# Your task
When you copy the records that follow, please keep every word exactly as it is and leave out the pictures.

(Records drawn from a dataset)

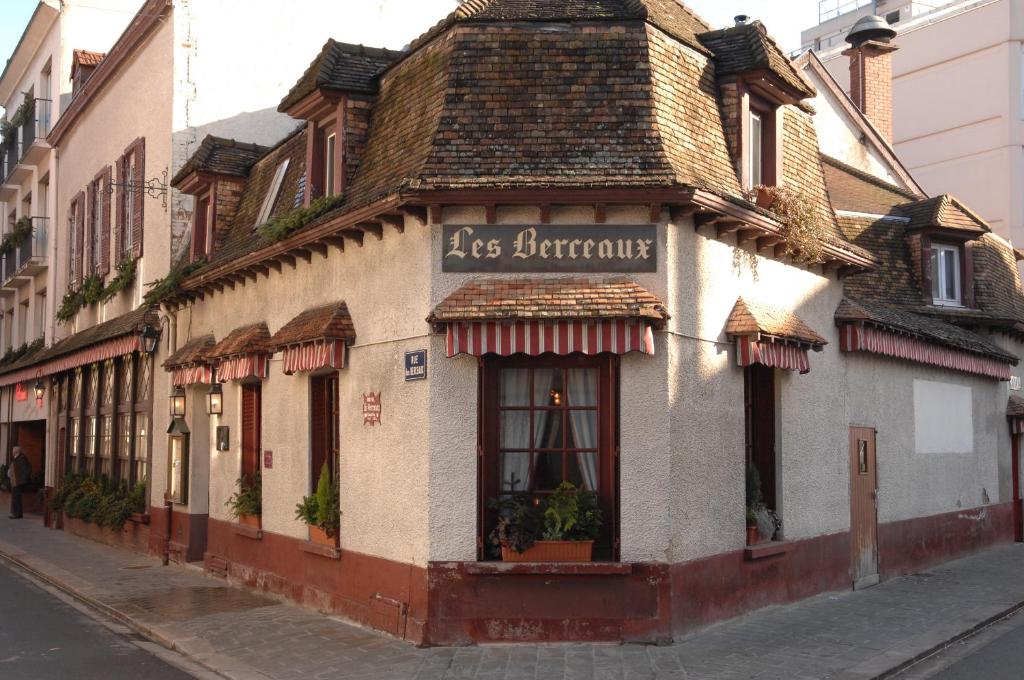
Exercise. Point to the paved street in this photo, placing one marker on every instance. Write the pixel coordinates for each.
(43, 637)
(242, 634)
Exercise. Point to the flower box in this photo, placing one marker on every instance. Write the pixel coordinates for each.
(322, 538)
(552, 551)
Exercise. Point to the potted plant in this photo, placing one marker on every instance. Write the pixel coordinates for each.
(322, 511)
(560, 528)
(246, 504)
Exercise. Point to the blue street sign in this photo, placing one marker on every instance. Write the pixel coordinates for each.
(416, 365)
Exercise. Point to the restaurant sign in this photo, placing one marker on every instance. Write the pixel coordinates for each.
(550, 248)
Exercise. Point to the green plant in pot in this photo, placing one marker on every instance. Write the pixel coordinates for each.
(561, 527)
(322, 511)
(246, 503)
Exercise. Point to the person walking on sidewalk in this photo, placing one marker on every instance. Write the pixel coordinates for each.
(20, 472)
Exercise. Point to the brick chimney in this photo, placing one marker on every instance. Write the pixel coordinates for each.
(870, 71)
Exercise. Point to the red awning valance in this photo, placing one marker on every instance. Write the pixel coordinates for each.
(98, 352)
(879, 341)
(774, 354)
(241, 367)
(314, 355)
(617, 336)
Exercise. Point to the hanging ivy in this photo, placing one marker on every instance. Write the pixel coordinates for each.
(283, 226)
(122, 281)
(803, 227)
(20, 232)
(161, 288)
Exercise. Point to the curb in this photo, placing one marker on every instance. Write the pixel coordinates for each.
(104, 609)
(938, 648)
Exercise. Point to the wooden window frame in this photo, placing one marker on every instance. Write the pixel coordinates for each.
(607, 546)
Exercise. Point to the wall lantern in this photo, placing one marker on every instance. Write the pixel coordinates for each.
(178, 402)
(177, 462)
(215, 399)
(147, 338)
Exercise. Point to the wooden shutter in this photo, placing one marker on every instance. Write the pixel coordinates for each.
(119, 226)
(104, 256)
(317, 427)
(136, 218)
(90, 220)
(79, 236)
(250, 430)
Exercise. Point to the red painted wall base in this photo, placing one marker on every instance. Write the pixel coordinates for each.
(470, 602)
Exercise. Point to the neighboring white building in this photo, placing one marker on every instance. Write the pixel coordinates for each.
(957, 96)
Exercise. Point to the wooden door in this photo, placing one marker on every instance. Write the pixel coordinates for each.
(1015, 457)
(250, 430)
(863, 507)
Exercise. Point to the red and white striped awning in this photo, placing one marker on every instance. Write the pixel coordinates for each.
(617, 336)
(195, 374)
(98, 352)
(773, 353)
(241, 367)
(888, 343)
(312, 355)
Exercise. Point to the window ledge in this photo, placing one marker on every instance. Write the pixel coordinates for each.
(248, 532)
(547, 568)
(323, 551)
(769, 549)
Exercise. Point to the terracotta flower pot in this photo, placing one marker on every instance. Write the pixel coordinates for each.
(552, 551)
(322, 538)
(250, 520)
(753, 536)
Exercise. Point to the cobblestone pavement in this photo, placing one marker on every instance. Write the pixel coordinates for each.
(241, 634)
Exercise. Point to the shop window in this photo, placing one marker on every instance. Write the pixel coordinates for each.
(946, 263)
(546, 421)
(324, 436)
(762, 467)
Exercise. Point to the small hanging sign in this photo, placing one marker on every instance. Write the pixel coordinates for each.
(372, 409)
(416, 365)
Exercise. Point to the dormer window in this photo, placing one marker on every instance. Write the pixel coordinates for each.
(946, 287)
(759, 150)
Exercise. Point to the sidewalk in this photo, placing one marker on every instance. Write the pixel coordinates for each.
(240, 634)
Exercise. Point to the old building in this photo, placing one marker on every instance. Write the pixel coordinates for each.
(530, 248)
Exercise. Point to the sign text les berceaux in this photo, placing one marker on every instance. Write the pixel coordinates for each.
(550, 248)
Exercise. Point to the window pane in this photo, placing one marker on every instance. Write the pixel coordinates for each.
(547, 471)
(548, 429)
(548, 387)
(950, 268)
(515, 429)
(757, 151)
(515, 471)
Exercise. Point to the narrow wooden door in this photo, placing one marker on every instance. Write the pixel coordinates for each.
(1015, 458)
(250, 430)
(863, 508)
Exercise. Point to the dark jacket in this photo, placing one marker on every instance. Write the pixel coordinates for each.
(20, 470)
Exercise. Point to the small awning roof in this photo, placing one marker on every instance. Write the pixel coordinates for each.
(315, 339)
(559, 315)
(769, 323)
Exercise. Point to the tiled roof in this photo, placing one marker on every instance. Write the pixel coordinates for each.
(943, 211)
(927, 328)
(855, 190)
(1015, 407)
(330, 322)
(343, 68)
(194, 351)
(549, 298)
(222, 157)
(254, 338)
(754, 319)
(747, 48)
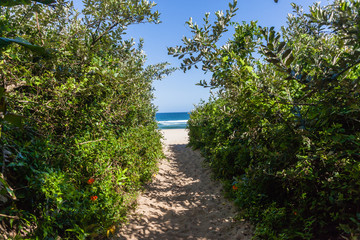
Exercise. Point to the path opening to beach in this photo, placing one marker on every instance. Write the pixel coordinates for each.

# Exercise solution
Exercise. Point to the paved street in this photo, placing one marker on every instance. Write the pixel coordinates for each.
(43, 637)
(242, 634)
Exercise. Point to the flower box in this photo, placing one marker on every instance. Write the pixel coordinates for each.
(322, 538)
(552, 551)
Exercise. Point to the potted plant in this photo, placing one marker on every instance. Write the pixel coordinates for each.
(322, 511)
(560, 528)
(246, 504)
Exercise. Point to the blue street sign in this photo, placing one marker on every instance. Write the pixel coordinates for each.
(416, 365)
Exercise. Point to the restaurant sign in this photo, placing one marker on every instance. Write the pixel coordinates for each.
(550, 248)
Exercise. Point to the green plant in pot in this photo, placing one marker on every instance. Write the pixel coordinates for each.
(561, 527)
(322, 511)
(246, 503)
Exercise. Point to the person walking on sidewalk in this photo, placing one marker on every instance. Write the pixel coordinates for each.
(20, 472)
Exercise. Point to the brick chimney in this photo, placing one marker on every instance. Write the pixel coordinates for each.
(870, 71)
Exercise. Point to the red awning valance in this photo, placing one marker on every instance. Write the pixel coordinates for each.
(98, 352)
(879, 341)
(774, 354)
(241, 367)
(314, 355)
(617, 336)
Exercise. Point to the hanging ivy in this photo, placing one marker on every instance. Write the pixel coordinates for each.
(283, 226)
(122, 281)
(803, 227)
(20, 232)
(161, 288)
Exercise. Point to the curb in this photo, placing one marker on every instance. Write the pixel coordinates for each.
(104, 609)
(938, 648)
Exercise. Point to the wooden window frame in this photo, placing one marker on every instance. Write the pixel coordinates for each.
(607, 546)
Exercise. Point to the wall lantern in this photo, placing one marker on every instance. Write the pixel coordinates for each.
(178, 402)
(177, 462)
(215, 399)
(147, 338)
Exercise. Point to the wooden shutter in this photo, placing one marker on every instance. Write the pixel coordinates for each.
(119, 226)
(104, 256)
(317, 427)
(136, 218)
(90, 220)
(79, 236)
(250, 430)
Exercise. Point to the red painted wall base in this photo, placing one marker on every instance. Write the pixel coordinates for each.
(470, 602)
Exercise. Point to the neighboring white building in this photo, placing one marker on every instance. Write the pixel coordinates for each.
(957, 96)
Exercise. Point to the wooden door in this photo, placing one marker on every instance. Write the pixel coordinates for each.
(1015, 457)
(250, 430)
(863, 507)
Exercise. Point to the red and white striped awning in this photo, placing one marker on every instance. Write the pixel coordinates for each.
(617, 336)
(195, 374)
(98, 352)
(773, 353)
(241, 367)
(888, 343)
(312, 355)
Exercise. Point to the window ledge in this photo, placing one marker on every instance. Write the pixel coordinates for each.
(248, 532)
(547, 568)
(323, 551)
(769, 549)
Exercise. Point to the terracotta flower pot in this photo, placing one marker on every instance. Write the pixel coordinates for each.
(552, 551)
(322, 538)
(250, 520)
(753, 536)
Exercise. Point to the cobblestone pavement in this photo, placing one marker on every instance. Write the pixel coordinates for each.
(241, 634)
Exercise. Point to the shop window in this photo, placing one marker on every instance. Write the pixel coordinates for each.
(946, 263)
(546, 421)
(324, 436)
(762, 467)
Exercise. Point to the small hanging sign in this photo, placing one marker on every instance. Write the pixel coordinates for each.
(372, 409)
(416, 365)
Exercise. Point to the dormer window in this photo, placing one marker on every instance. Write the pixel coordinates for each.
(946, 287)
(759, 150)
Exercise. Point to the sidewalk in this photo, placing one marker on every instance. Write the pixel coordinates for each.
(240, 634)
Exercise. Point to the old building in this photo, placing one marker on every instance. Write the pixel coordinates for each.
(530, 248)
Exercise. Point to the sign text les berceaux in this photo, placing one marker on every instance. Write the pixel coordinates for each.
(550, 248)
Exercise. Point to the window pane in this photo, placing one marker on every instance. Write the pixel coordinates for each.
(547, 471)
(548, 429)
(548, 387)
(950, 268)
(515, 429)
(757, 151)
(515, 471)
Exercise. Point to the narrow wooden door in this photo, placing one marker on every instance. Write the pixel coordinates for each.
(1015, 458)
(250, 430)
(863, 508)
Exercise. Point to the dark jacket in this photo, placing one marker on every instance. Write the pixel coordinates for each.
(20, 470)
Exercise. Point to the small awning roof in this photo, placing one marker on every instance. Write the pixel coordinates for each.
(315, 339)
(559, 315)
(769, 323)
Exercise. Point to the tiled roof in this photo, placing one marker on every instance. Write the pixel coordinates for each.
(943, 211)
(927, 328)
(855, 190)
(1015, 407)
(330, 322)
(343, 68)
(194, 351)
(549, 298)
(222, 157)
(254, 338)
(754, 319)
(747, 48)
Exercise. Point to the path opening to beach in this photo, placing one marker on every instance. Write the pixel coordinates for each.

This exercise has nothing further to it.